(Region labeling rows)

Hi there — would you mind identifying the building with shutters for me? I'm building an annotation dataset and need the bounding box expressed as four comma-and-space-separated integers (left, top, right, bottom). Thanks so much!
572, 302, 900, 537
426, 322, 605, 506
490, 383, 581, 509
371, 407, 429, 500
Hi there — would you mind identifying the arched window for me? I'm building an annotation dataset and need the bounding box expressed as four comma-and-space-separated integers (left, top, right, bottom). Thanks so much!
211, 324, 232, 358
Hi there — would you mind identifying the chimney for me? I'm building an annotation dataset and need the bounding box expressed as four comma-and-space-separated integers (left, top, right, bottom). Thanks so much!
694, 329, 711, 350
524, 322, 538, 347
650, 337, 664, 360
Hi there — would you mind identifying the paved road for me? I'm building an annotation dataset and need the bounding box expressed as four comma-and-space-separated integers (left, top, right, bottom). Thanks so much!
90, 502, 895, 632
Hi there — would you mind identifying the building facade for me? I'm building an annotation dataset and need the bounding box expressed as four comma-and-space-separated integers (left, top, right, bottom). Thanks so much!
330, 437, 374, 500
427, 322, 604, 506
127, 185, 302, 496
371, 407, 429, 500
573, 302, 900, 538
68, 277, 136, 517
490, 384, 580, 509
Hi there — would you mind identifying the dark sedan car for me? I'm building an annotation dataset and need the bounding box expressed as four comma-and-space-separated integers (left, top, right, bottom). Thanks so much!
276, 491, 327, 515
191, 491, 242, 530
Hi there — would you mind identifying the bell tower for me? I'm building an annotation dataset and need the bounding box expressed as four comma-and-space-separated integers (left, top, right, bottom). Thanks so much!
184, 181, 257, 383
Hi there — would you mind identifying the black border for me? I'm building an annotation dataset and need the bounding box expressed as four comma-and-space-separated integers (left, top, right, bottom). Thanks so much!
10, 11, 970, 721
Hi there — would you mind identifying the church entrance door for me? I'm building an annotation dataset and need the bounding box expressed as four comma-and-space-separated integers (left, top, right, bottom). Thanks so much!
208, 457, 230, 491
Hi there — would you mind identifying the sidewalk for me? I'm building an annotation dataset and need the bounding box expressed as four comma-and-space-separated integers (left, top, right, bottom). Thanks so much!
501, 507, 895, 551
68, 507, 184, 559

■ **Task brief**:
Copy all the rows above, swapping "annotation dataset" for "labeling dataset" each time it occurs and changing nothing else.

■ **Expected output**:
Hi there — would you mind identifying the building with shutters for me? I'm building an labeling dataset and need the bounding box expressed as four comma-and-space-separated integers (left, top, right, bottom). Thanks so much!
572, 302, 900, 537
426, 322, 605, 506
490, 383, 581, 509
371, 407, 429, 500
Hi there — would you mind identifying the arched window for me? I'm building an labeling dataset and need the bounding box expressed as four comma-and-space-separated integers (left, top, right, bottom). Thanks so much!
211, 324, 232, 358
Hi there — would you mind identifying the chimney for me? I'm building an labeling dataset and need the bounding box expressed as four comma-and-space-separated integers (left, top, right, bottom). Thanks so much!
694, 329, 711, 350
524, 322, 538, 347
650, 337, 664, 360
Hi there — would you mind identifying the paved road for me? I'm building an labeling dataset and need the bounding box expressed as four comma-and-space-separated integers (left, top, right, bottom). Thanks so much!
90, 502, 895, 632
Hi there — would you mind identifying the building facade for me? I'm building an labeling dataset and need the bounding box expressed as four comma-and-space-separated integers (left, top, right, bottom). Thanks so much!
330, 437, 374, 500
427, 322, 604, 506
127, 185, 302, 496
371, 407, 429, 500
573, 302, 900, 538
68, 277, 136, 517
490, 384, 580, 509
Hi there — would you mind identifying the dark sedan car for me? I'm building an labeling dataset and need the bounding box expressed as four comma-and-space-separated integers (left, top, right, bottom). Thanks so much!
276, 491, 327, 515
191, 491, 242, 530
Hi there — would you mind identifying the bell tower for me? I'm building an labeling dataset and need the bounding box expressed as four comma-and-space-separated integers (left, top, right, bottom). Thanks so much!
184, 181, 257, 383
Hi there — would you mind identifying the black border for me? I'm building an labeling dataset and need the bounding box expressed as four comma-and-space-separated integers (left, top, right, bottom). Thanks so much!
10, 11, 970, 721
Hi there — would you mind identifying the church entrance door for me? I'm building an labeling dataset and need the bounding box expressed as four comma-and-space-separated integers (left, top, right, bottom). Thanks so much!
208, 457, 230, 491
Hi there — would you mind identifying the sidewalk for me? I'm building an labeling dataset and need the bounding box expressed as four comma-and-space-separated integers (left, top, right, bottom). Thanks so much!
501, 507, 895, 551
68, 507, 184, 559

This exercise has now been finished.